↓
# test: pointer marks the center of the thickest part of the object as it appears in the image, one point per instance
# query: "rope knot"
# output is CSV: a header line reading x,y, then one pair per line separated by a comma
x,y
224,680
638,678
↑
### TO BE DONE:
Rewrite the data above with "thickest" replaced by "widest" and everything else left unchanged.

### TASK RESPONSE:
# test: pointer marks the center of the widest part of the object as it appears in the image, one point per instance
# query: "rope knot"
# output is CSV: a header line reading x,y, then one pair per line separated by a comma
x,y
224,680
638,678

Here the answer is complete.